═══ GIVEN INFORMATION

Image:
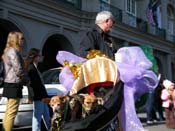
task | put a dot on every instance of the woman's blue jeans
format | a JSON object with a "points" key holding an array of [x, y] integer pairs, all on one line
{"points": [[40, 111]]}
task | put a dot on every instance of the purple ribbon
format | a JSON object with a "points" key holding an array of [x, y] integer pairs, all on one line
{"points": [[134, 71]]}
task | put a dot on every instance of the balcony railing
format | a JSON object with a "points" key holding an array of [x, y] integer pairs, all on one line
{"points": [[141, 25], [74, 3]]}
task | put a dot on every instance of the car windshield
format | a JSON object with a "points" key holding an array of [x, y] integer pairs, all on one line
{"points": [[51, 76]]}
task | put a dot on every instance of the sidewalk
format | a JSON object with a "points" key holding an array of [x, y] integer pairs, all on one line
{"points": [[159, 126]]}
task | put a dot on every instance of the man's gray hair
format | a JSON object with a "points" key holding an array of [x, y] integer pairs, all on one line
{"points": [[103, 16]]}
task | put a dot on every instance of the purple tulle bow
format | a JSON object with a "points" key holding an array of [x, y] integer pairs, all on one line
{"points": [[134, 71]]}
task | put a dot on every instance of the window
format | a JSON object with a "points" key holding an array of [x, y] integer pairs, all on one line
{"points": [[171, 19], [131, 7]]}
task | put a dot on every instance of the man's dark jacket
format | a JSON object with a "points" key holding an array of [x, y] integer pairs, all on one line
{"points": [[95, 38], [39, 90]]}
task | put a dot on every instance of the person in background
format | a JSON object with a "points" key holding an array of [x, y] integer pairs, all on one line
{"points": [[168, 97], [40, 96], [98, 38], [15, 77], [158, 101]]}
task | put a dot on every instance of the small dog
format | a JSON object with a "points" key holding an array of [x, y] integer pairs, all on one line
{"points": [[58, 104], [90, 104]]}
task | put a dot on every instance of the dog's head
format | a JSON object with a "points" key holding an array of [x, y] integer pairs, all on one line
{"points": [[88, 102], [58, 102]]}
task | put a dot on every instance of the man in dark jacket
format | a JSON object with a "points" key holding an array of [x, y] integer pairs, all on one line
{"points": [[98, 37], [39, 91]]}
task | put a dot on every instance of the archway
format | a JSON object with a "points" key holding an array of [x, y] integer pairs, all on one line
{"points": [[50, 49]]}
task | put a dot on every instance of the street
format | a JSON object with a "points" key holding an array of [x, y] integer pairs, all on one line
{"points": [[159, 126]]}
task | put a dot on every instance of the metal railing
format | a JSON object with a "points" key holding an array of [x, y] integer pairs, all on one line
{"points": [[74, 3]]}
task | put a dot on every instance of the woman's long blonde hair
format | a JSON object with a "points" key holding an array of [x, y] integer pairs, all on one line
{"points": [[13, 40]]}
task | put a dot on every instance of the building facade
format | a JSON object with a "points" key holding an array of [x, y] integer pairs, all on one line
{"points": [[53, 25]]}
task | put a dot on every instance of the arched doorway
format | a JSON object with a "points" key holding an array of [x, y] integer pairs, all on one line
{"points": [[50, 49], [5, 28]]}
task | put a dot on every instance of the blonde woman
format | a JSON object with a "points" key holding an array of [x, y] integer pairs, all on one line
{"points": [[14, 77]]}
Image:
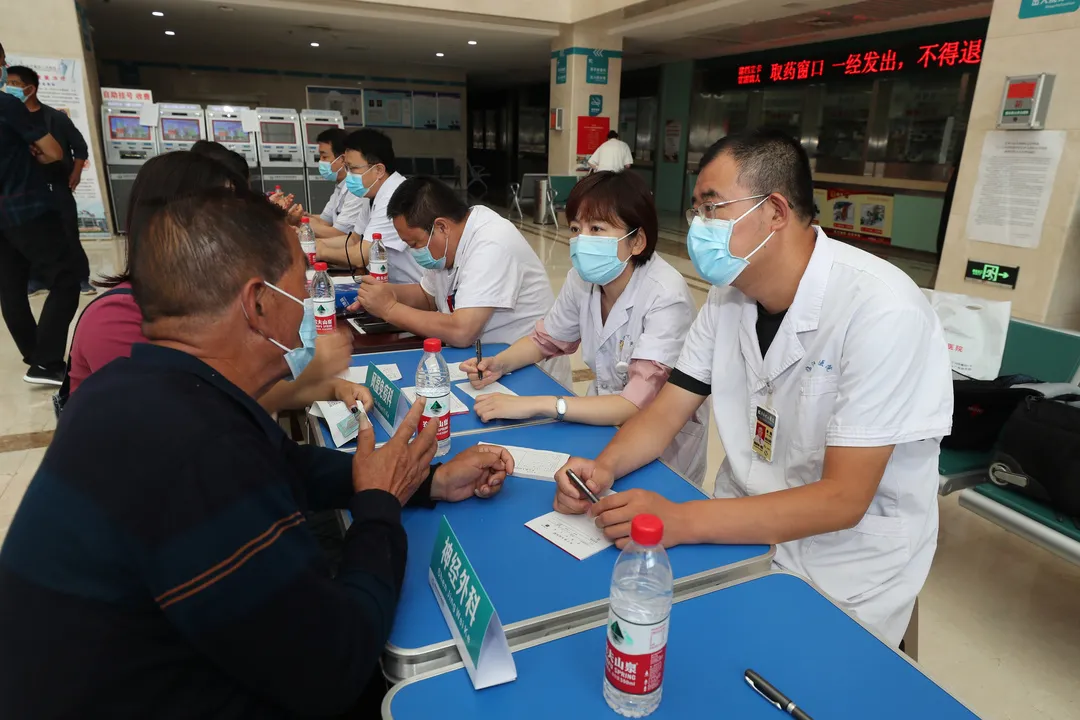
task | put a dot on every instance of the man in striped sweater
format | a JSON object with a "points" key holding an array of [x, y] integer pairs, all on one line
{"points": [[160, 565]]}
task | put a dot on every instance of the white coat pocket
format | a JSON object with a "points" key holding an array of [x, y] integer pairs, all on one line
{"points": [[849, 564]]}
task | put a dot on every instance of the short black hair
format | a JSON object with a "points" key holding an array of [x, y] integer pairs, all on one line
{"points": [[230, 159], [334, 137], [24, 73], [421, 200], [197, 253], [769, 161], [375, 146]]}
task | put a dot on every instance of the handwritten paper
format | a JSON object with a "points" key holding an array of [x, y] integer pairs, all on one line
{"points": [[536, 464]]}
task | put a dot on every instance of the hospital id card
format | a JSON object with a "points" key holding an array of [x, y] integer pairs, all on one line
{"points": [[765, 432]]}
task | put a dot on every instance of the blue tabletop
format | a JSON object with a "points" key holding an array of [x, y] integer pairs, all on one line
{"points": [[526, 381], [526, 575], [777, 625]]}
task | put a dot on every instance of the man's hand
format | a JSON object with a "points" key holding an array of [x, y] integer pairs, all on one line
{"points": [[478, 471], [615, 513], [377, 298], [352, 394], [399, 466], [568, 499], [491, 368]]}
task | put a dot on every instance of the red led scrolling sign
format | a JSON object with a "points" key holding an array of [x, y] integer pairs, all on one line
{"points": [[868, 63]]}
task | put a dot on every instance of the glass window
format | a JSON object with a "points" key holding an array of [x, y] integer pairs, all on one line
{"points": [[927, 121], [845, 119]]}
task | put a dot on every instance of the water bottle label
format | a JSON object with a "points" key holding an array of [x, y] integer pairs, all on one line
{"points": [[436, 409], [635, 654], [325, 322]]}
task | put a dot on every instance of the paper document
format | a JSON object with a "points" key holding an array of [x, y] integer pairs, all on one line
{"points": [[577, 534], [457, 407], [359, 375], [536, 464], [494, 388]]}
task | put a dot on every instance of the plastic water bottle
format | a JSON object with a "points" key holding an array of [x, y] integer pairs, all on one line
{"points": [[378, 265], [637, 621], [308, 241], [433, 385], [322, 293]]}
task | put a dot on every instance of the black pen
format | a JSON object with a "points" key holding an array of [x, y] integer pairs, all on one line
{"points": [[581, 486], [766, 690]]}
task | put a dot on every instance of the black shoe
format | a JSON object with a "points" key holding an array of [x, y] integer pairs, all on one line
{"points": [[40, 376]]}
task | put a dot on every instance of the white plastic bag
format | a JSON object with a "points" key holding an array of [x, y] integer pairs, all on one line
{"points": [[975, 331]]}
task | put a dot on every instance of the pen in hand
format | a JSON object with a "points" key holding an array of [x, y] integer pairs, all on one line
{"points": [[766, 690]]}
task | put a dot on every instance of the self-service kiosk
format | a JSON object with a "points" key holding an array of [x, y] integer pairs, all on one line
{"points": [[225, 125], [314, 122], [179, 126], [129, 144], [281, 152]]}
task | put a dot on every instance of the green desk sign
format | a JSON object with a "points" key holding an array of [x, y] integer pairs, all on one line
{"points": [[469, 612], [390, 405], [988, 272]]}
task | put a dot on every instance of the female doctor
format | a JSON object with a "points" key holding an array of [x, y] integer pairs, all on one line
{"points": [[628, 309]]}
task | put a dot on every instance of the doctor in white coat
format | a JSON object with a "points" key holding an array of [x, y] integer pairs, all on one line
{"points": [[831, 388], [624, 306]]}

══════

Reproduce the lines of the listing, beginning with the line that contains "the black pen" and ending with the last line of the listing, both ends included.

task | put a dot on every instance of the black pen
format | a JSON object with a "points" key holding an array of [x, y] integer pairs, all on one line
{"points": [[581, 486], [766, 690]]}
task | put a dot on every instance of the black shoe
format | a JSON object with a "points" key holding an array of [x, y] integer pairs, all on one line
{"points": [[40, 376]]}
task | put a dot on every instance of the white plastic bag
format | a JSON object with a "points" key holding an array of [x, y] integer pairs, all on one line
{"points": [[975, 331]]}
task | put a dot on every instance of the pen in hand
format | a JSON object with a "points" key holding an array of [x, y] integer pairs, all on one line
{"points": [[766, 690]]}
task | put a dot on every instance of the self-service kiosk
format | a JSON object with a "points" key holding an array of [x, y] integer pairs, all on one line
{"points": [[225, 125], [314, 122], [179, 126], [129, 144], [281, 152]]}
task | put a dot on every instance of the green desk sign
format | a JSON object with a "points" key holding an array of [x, y] integer pairs, all on one line
{"points": [[469, 612], [390, 405], [988, 272]]}
task | put a dot on every instance of the female doctor
format | a JSON object with a "points" key holding an array of [x, y] integer pairs, all on one line
{"points": [[628, 309]]}
task | put a dot on every instance of the doctor in white coat
format | a JSON object with a "points" key holding an array of [x, y] integer pairs, all on one line
{"points": [[831, 388], [624, 306]]}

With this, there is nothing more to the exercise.